* WHAT TO DO *
All lines from the line containing "compact like (599,118)." up to and including the last line of the listing below should be echoed exactly; no other lines belong in the response.

* DATA FOR THE TASK *
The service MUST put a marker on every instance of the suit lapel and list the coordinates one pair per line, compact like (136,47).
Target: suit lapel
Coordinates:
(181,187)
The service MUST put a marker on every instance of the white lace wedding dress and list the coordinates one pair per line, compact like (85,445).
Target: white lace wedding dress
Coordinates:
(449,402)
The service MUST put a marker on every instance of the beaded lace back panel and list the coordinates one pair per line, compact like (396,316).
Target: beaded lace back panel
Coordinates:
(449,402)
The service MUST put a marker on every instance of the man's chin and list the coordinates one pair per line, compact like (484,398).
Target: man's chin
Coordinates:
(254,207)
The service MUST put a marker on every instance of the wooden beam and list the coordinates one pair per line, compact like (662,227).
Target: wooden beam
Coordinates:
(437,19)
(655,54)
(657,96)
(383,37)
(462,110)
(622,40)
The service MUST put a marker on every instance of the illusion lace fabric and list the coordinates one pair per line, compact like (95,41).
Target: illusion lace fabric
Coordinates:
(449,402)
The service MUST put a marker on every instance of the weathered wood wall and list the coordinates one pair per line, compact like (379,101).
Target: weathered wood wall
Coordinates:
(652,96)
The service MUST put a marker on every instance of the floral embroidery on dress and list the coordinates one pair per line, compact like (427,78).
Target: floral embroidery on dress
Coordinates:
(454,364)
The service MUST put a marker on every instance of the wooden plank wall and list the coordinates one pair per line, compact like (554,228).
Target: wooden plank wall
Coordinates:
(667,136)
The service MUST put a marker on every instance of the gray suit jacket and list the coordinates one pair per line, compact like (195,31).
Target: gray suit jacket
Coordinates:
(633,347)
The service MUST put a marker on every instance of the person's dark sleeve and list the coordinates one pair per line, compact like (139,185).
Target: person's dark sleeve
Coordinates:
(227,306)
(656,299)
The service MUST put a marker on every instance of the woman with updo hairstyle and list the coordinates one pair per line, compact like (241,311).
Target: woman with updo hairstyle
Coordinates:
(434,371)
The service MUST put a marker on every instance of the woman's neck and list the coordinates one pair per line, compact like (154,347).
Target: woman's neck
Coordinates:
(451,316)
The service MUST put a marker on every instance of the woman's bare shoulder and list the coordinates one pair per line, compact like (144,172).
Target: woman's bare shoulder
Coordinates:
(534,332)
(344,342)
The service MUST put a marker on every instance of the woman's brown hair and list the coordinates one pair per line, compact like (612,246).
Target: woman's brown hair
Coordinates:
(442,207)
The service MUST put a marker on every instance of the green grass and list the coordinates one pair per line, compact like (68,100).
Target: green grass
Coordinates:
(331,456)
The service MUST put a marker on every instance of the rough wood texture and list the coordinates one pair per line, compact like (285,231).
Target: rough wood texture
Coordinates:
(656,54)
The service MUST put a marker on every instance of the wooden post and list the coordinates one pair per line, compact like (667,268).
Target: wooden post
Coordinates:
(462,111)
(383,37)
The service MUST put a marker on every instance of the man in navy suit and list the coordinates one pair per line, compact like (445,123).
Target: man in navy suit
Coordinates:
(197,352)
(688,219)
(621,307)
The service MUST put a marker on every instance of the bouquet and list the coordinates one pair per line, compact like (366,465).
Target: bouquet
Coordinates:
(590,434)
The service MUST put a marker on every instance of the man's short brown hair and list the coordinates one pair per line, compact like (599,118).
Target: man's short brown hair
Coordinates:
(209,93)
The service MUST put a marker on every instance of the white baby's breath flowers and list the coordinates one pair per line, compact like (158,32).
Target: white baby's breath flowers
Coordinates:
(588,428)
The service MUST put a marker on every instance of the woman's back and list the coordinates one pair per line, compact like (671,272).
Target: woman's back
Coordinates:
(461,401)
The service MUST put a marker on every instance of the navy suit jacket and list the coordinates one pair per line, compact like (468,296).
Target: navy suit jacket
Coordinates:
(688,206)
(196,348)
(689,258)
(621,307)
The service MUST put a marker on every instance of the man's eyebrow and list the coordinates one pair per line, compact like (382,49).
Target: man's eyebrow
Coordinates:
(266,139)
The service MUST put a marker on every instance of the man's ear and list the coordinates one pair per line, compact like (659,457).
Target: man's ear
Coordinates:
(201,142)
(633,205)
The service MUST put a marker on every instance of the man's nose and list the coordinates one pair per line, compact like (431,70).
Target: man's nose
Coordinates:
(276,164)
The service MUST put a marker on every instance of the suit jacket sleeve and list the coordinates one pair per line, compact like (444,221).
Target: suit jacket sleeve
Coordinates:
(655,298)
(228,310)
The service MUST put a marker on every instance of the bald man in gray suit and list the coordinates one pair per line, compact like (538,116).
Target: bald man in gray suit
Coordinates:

* FULL OUTPUT *
The service MUST put a marker on every instance of the man's short brown hair and list the coordinates one pair per line, compact like (599,118).
Target: man's short brown hair
Coordinates:
(209,93)
The service MUST put a marker on every instance of the white baby's breath flowers and list the coordinates one pair per line, compact like (158,32).
Target: white baby's breath flowers
Coordinates:
(588,428)
The service MUST put a marker on every instance of the woman's back and list the coordinates one pair per line, compact like (671,272).
Target: woman's back
Coordinates:
(461,401)
The service MUST put a marker on every instance of the navy suit jacket and list the coordinates one pair per line, compact like (468,296).
Target: navy suit jacket
Coordinates:
(688,206)
(196,348)
(689,258)
(621,307)
The service MUST put a marker on every instance of the man's eyebrow and list the coordinates one pair per line, compact like (382,49).
Target: man's eyebrow
Coordinates:
(266,139)
The service MUST put a marker on every instance of the man's ear and list the coordinates one pair per line, compact like (659,457).
Target: man's ear
Coordinates:
(201,142)
(633,205)
The service MUST put a marker on every instance of the man's nose and list the coordinates one pair per line, compact like (431,70).
Target: man's nose
Coordinates:
(276,164)
The service MUST put a marker on every instance of the suit jacket sleeve and list the coordinates one pair per line, compact like (444,221).
Target: suit jacket sleeve
Coordinates:
(655,298)
(228,310)
The service MUST put a marker on every instance of the bald man in gray suit and list the coordinates one pair per line, compact like (538,116).
Target: bald man in gray suit
Coordinates:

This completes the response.